▶ Instructions to follow: Pull out every one of the lines below that contains the string "white". Case counts.

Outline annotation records
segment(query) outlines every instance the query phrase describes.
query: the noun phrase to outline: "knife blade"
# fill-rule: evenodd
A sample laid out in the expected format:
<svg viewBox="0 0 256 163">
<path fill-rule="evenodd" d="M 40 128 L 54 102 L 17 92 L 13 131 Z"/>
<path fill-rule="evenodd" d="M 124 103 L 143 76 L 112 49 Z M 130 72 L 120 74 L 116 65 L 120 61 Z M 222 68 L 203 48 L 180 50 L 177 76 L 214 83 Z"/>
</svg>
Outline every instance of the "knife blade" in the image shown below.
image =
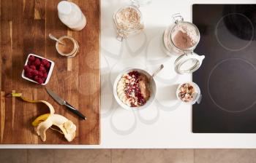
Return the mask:
<svg viewBox="0 0 256 163">
<path fill-rule="evenodd" d="M 66 100 L 63 100 L 61 97 L 59 97 L 57 94 L 53 92 L 50 89 L 45 87 L 46 92 L 55 100 L 61 106 L 66 106 L 66 108 L 72 112 L 73 114 L 76 114 L 77 116 L 82 118 L 83 120 L 86 120 L 86 117 L 83 116 L 80 112 L 79 112 L 76 108 L 75 108 L 73 106 L 72 106 L 69 103 L 68 103 Z"/>
<path fill-rule="evenodd" d="M 59 95 L 57 95 L 55 92 L 53 92 L 52 90 L 50 90 L 48 88 L 46 88 L 47 92 L 56 100 L 59 105 L 65 105 L 66 102 L 64 100 L 61 98 Z"/>
</svg>

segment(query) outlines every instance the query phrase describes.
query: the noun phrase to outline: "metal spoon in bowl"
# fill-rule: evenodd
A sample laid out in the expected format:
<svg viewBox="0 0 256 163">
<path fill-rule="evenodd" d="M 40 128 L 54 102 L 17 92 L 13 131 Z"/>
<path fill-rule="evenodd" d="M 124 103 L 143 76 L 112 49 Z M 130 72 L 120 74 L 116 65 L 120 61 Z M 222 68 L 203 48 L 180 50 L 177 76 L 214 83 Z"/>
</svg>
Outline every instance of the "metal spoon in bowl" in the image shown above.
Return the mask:
<svg viewBox="0 0 256 163">
<path fill-rule="evenodd" d="M 51 39 L 52 40 L 56 41 L 57 42 L 65 45 L 65 44 L 64 44 L 63 42 L 61 42 L 61 41 L 59 41 L 57 38 L 56 38 L 55 36 L 53 36 L 51 33 L 49 33 L 49 37 L 50 39 Z"/>
<path fill-rule="evenodd" d="M 160 71 L 164 68 L 164 65 L 161 65 L 159 68 L 158 68 L 156 71 L 154 71 L 154 73 L 153 73 L 153 74 L 151 75 L 151 76 L 150 77 L 149 80 L 151 81 L 154 76 L 155 76 L 159 72 L 160 72 Z"/>
</svg>

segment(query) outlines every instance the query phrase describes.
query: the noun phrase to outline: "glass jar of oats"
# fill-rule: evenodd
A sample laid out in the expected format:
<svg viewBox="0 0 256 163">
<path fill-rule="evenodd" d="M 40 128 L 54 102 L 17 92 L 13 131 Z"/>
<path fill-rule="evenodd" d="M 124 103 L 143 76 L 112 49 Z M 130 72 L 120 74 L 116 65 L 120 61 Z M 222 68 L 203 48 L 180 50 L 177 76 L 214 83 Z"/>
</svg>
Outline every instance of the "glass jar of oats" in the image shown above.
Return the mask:
<svg viewBox="0 0 256 163">
<path fill-rule="evenodd" d="M 113 15 L 113 21 L 117 32 L 116 39 L 122 41 L 132 34 L 140 33 L 144 28 L 140 6 L 151 0 L 131 0 L 132 4 L 118 9 Z"/>
</svg>

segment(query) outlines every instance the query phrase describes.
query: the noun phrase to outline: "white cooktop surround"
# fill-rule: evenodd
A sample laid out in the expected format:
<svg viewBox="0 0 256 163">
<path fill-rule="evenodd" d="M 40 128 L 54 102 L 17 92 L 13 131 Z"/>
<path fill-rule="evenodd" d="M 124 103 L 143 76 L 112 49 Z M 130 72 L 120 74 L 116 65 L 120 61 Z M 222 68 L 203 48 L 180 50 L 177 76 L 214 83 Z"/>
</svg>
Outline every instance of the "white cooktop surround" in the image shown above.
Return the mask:
<svg viewBox="0 0 256 163">
<path fill-rule="evenodd" d="M 143 32 L 120 42 L 116 39 L 113 13 L 129 4 L 129 1 L 102 0 L 101 144 L 1 145 L 0 148 L 256 148 L 255 134 L 192 132 L 192 106 L 181 104 L 176 98 L 178 84 L 192 81 L 192 75 L 176 73 L 173 63 L 176 57 L 169 57 L 162 50 L 162 33 L 172 23 L 173 14 L 179 12 L 185 20 L 192 21 L 192 4 L 219 3 L 255 4 L 256 0 L 152 0 L 150 4 L 140 8 L 145 23 Z M 202 14 L 207 16 L 207 13 Z M 113 95 L 113 82 L 118 73 L 128 67 L 152 73 L 160 64 L 165 68 L 156 78 L 157 92 L 152 105 L 139 111 L 121 108 Z"/>
</svg>

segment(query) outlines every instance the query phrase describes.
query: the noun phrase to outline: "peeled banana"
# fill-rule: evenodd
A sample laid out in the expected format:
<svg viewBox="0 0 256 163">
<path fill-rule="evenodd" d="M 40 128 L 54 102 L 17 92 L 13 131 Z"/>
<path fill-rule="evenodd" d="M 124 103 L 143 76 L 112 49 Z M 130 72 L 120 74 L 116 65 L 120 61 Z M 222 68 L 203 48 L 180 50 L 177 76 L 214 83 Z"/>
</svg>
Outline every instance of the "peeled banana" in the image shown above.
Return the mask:
<svg viewBox="0 0 256 163">
<path fill-rule="evenodd" d="M 53 125 L 58 127 L 61 130 L 59 132 L 64 134 L 68 141 L 70 142 L 74 140 L 76 130 L 75 124 L 66 117 L 54 114 L 53 106 L 48 102 L 45 100 L 31 100 L 22 97 L 21 93 L 11 93 L 7 96 L 20 98 L 29 103 L 43 103 L 48 107 L 50 114 L 42 114 L 32 122 L 32 125 L 35 127 L 37 134 L 40 136 L 42 141 L 46 140 L 46 130 L 51 128 Z"/>
</svg>

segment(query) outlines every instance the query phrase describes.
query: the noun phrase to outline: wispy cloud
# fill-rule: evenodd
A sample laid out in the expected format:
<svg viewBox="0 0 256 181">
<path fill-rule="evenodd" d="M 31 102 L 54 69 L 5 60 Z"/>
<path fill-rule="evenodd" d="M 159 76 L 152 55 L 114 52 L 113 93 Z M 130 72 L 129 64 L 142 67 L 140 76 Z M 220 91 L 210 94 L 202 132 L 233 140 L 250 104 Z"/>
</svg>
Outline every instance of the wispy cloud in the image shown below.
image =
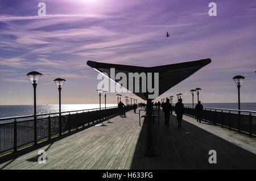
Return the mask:
<svg viewBox="0 0 256 181">
<path fill-rule="evenodd" d="M 106 17 L 108 17 L 106 15 L 100 14 L 47 14 L 44 16 L 0 16 L 0 22 L 40 20 L 66 18 L 105 18 Z"/>
</svg>

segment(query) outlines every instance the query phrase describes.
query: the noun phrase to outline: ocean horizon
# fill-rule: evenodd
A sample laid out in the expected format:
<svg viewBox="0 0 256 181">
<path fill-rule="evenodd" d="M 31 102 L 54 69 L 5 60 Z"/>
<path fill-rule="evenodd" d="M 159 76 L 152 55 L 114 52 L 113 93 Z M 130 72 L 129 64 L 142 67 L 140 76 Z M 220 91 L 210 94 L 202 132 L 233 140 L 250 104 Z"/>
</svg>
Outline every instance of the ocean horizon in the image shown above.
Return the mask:
<svg viewBox="0 0 256 181">
<path fill-rule="evenodd" d="M 173 105 L 176 102 L 173 103 Z M 192 106 L 192 103 L 184 103 L 184 106 Z M 194 106 L 196 103 L 194 103 Z M 204 107 L 237 110 L 237 103 L 205 103 Z M 117 104 L 106 104 L 106 107 L 117 106 Z M 99 104 L 61 104 L 61 112 L 84 110 L 99 108 Z M 105 108 L 105 104 L 101 104 Z M 241 103 L 241 110 L 256 111 L 256 103 Z M 59 104 L 38 104 L 37 114 L 59 112 Z M 34 114 L 33 105 L 0 105 L 0 118 L 21 116 Z"/>
</svg>

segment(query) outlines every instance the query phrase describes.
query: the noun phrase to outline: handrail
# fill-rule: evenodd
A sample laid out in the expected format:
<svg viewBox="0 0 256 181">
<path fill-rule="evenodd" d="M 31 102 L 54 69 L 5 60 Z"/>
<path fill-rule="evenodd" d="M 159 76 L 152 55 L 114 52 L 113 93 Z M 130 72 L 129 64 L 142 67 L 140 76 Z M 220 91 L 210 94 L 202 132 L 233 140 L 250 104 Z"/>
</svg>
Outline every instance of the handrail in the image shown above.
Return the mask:
<svg viewBox="0 0 256 181">
<path fill-rule="evenodd" d="M 194 108 L 195 106 L 185 106 L 184 107 L 187 108 Z M 249 110 L 231 110 L 231 109 L 225 109 L 225 108 L 217 108 L 214 107 L 204 107 L 204 109 L 211 109 L 211 110 L 225 110 L 225 111 L 240 111 L 240 112 L 253 112 L 256 113 L 255 111 L 249 111 Z"/>
<path fill-rule="evenodd" d="M 109 109 L 112 108 L 117 108 L 117 106 L 112 106 L 112 107 L 106 107 L 106 109 Z M 105 108 L 92 108 L 92 109 L 87 109 L 87 110 L 76 110 L 76 111 L 65 111 L 65 112 L 61 112 L 61 113 L 71 113 L 73 112 L 80 112 L 80 111 L 90 111 L 90 110 L 105 110 Z M 2 117 L 0 118 L 0 121 L 6 121 L 11 119 L 22 119 L 22 118 L 27 118 L 30 117 L 34 117 L 34 116 L 48 116 L 48 115 L 57 115 L 59 114 L 59 112 L 54 112 L 54 113 L 43 113 L 43 114 L 40 114 L 40 115 L 25 115 L 25 116 L 13 116 L 13 117 Z"/>
</svg>

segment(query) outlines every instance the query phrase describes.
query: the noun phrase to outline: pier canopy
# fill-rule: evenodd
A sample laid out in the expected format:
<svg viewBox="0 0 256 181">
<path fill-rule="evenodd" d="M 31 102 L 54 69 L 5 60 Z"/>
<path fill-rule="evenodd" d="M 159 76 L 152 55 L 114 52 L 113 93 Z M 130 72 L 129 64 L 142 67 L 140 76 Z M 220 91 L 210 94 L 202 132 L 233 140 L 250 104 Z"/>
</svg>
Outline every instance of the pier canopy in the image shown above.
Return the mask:
<svg viewBox="0 0 256 181">
<path fill-rule="evenodd" d="M 146 91 L 143 91 L 143 87 L 144 86 L 145 82 L 142 81 L 143 78 L 143 74 L 146 74 L 146 80 L 144 82 L 147 82 L 146 84 L 149 83 L 151 84 L 152 87 L 154 87 L 154 83 L 156 82 L 155 81 L 154 75 L 155 73 L 158 73 L 159 92 L 157 96 L 159 96 L 203 67 L 210 63 L 210 62 L 211 60 L 207 58 L 157 66 L 142 67 L 88 61 L 87 65 L 101 73 L 105 73 L 105 75 L 118 83 L 121 79 L 126 78 L 127 83 L 121 84 L 121 85 L 146 100 L 148 99 L 154 99 L 150 98 L 148 96 L 149 95 L 152 95 L 153 93 L 148 89 L 148 86 L 146 86 Z M 113 72 L 114 69 L 114 71 Z M 125 77 L 122 77 L 122 79 L 119 78 L 120 76 L 116 76 L 119 73 L 125 74 L 126 77 L 125 76 Z M 134 74 L 137 73 L 140 75 L 138 78 L 133 76 Z M 123 74 L 122 74 L 123 75 Z M 149 77 L 152 78 L 150 79 Z M 129 83 L 128 83 L 130 80 L 133 81 L 133 86 L 129 86 Z M 152 82 L 149 82 L 148 80 Z M 135 90 L 137 86 L 139 87 L 138 91 Z"/>
</svg>

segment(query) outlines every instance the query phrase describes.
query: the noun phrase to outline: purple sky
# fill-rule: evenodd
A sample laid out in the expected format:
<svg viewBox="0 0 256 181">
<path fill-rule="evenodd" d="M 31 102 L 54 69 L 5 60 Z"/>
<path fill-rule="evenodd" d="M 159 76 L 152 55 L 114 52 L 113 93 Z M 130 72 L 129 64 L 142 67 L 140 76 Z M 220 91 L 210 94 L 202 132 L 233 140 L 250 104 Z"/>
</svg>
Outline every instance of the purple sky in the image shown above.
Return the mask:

▶ Complete output:
query: the noun phrase to outline: "white cooktop surround"
Outline every instance of the "white cooktop surround" in the image shown above.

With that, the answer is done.